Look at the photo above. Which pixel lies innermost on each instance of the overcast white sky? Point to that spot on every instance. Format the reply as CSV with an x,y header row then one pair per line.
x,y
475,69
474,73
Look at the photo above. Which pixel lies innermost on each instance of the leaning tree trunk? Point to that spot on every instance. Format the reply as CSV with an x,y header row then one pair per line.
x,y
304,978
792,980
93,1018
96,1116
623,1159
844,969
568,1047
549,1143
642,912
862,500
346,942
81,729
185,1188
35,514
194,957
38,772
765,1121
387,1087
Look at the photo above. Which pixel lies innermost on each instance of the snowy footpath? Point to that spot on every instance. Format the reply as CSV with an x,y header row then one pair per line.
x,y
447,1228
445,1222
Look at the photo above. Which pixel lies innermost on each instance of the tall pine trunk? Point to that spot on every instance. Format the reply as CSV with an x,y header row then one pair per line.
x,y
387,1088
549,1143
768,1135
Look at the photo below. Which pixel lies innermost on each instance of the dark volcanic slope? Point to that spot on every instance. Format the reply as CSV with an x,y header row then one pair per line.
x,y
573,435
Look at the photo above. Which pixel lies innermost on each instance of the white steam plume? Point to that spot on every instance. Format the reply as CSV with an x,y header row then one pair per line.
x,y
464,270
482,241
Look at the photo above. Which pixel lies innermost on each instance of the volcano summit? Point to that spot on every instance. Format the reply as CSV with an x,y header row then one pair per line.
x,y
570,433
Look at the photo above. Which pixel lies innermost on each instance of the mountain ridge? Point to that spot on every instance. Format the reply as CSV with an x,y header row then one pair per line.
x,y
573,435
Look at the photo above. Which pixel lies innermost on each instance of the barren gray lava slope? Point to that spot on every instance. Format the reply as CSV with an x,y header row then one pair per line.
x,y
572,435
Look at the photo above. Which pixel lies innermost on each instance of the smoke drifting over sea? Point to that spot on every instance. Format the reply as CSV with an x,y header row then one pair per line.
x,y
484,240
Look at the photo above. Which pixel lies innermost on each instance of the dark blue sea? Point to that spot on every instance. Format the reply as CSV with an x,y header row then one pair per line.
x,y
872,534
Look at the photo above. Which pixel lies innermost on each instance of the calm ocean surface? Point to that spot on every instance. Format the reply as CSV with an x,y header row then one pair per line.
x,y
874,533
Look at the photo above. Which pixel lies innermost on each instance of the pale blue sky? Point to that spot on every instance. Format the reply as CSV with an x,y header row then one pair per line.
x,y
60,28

* * * * *

## What is being asked:
Update the data starting with the line that contains "of the smoke" and going on through the end, changing "innermost" to "most central" and leaving everything else as it stands. Return only those lines.

## Written response:
Look at the photo above. Which pixel lies most central on each instance of the smoke drifting over sea? Point to that spot on every instance. Format the reply as CSV with an x,y header row then one pair per line.
x,y
484,240
Look at the photo above. Which pixel lies most central on each instance of the dark blue sea? Point to that spot on every instance. Format the reply as CSV with an x,y header row then one pair per line.
x,y
872,534
Look at the photo above. Which pixel lies most central on each instance of the calm ocean surface? Point to that spot on every instance. Format the reply as CSV with an x,y header row then one pair per line.
x,y
874,533
Look at the photo above. Which pixel lies most central on each instance of the pale blue sky? Point to that spot on every instance. Format the reply as CSV with an x,y header row then one pair per line.
x,y
60,28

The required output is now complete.